- **Data provided**:

※ ※ ※

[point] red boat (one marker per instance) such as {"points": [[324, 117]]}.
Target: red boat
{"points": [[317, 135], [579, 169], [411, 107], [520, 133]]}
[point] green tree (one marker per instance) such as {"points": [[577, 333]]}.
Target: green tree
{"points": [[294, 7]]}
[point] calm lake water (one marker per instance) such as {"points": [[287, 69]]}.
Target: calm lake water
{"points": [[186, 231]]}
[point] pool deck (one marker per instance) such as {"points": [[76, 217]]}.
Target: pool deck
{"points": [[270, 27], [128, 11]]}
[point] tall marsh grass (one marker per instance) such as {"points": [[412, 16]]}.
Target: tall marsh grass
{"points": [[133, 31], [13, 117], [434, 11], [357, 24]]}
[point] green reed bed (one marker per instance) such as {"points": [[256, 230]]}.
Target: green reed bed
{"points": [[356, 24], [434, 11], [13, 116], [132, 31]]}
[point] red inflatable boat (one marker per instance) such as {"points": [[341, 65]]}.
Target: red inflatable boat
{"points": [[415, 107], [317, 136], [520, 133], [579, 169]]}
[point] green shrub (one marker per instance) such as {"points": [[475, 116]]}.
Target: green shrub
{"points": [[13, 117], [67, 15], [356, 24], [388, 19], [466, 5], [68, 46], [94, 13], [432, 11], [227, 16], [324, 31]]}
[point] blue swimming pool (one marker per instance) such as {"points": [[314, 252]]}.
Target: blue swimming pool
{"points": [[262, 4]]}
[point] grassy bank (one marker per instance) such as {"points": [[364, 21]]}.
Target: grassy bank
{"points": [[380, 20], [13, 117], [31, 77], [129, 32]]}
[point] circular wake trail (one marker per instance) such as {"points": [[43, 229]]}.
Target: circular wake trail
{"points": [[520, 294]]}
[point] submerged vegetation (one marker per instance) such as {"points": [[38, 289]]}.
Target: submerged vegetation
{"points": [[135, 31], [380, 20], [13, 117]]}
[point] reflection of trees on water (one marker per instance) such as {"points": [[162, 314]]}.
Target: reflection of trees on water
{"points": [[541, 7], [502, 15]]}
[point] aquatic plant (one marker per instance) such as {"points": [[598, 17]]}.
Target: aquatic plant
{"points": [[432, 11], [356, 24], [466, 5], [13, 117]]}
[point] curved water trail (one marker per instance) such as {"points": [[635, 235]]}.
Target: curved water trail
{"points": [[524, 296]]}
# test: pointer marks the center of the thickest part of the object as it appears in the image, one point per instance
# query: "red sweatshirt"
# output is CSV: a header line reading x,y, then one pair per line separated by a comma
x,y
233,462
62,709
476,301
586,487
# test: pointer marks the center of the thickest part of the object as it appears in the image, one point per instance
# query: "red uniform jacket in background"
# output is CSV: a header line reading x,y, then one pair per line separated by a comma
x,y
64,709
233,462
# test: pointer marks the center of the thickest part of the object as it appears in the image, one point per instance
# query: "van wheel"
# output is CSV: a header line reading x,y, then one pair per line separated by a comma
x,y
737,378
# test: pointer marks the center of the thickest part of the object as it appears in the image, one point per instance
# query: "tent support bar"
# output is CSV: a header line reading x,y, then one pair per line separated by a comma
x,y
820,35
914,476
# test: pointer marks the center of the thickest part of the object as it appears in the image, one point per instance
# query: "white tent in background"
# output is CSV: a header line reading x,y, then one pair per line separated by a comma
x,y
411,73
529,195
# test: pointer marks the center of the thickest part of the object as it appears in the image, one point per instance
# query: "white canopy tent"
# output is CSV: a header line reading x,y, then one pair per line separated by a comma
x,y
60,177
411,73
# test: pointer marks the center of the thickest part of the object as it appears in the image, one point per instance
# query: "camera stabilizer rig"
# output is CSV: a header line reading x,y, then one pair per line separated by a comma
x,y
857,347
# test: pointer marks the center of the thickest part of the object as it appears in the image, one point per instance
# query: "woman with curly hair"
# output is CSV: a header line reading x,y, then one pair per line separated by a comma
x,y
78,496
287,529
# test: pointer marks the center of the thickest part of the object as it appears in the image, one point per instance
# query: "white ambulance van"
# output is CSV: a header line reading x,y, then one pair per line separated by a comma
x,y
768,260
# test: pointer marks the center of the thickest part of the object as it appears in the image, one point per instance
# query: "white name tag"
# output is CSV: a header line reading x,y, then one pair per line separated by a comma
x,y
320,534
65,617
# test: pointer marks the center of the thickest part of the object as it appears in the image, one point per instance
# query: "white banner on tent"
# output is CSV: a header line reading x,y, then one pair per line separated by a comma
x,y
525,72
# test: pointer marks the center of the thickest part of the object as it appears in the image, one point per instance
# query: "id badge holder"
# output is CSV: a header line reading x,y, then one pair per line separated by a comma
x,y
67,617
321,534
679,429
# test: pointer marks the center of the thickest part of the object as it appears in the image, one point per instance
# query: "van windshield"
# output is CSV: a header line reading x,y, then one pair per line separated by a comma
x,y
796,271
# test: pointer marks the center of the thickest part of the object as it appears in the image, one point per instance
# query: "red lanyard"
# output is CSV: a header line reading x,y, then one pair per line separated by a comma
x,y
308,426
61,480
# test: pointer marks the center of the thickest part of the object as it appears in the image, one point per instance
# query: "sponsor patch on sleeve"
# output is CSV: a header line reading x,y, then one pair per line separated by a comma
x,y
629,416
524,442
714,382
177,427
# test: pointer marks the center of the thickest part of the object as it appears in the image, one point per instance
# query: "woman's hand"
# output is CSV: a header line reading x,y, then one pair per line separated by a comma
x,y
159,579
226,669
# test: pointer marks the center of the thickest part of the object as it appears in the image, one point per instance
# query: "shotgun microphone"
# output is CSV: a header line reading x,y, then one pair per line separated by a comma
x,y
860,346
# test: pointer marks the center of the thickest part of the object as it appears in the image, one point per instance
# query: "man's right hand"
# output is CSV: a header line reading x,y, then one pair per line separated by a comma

※ ※ ※

For each line above that contains "white", make a copy.

# query: "white tent in background"
# query: "white canopy tent"
# query: "white ambulance van"
# query: "white name tag"
# query: "white banner on tent"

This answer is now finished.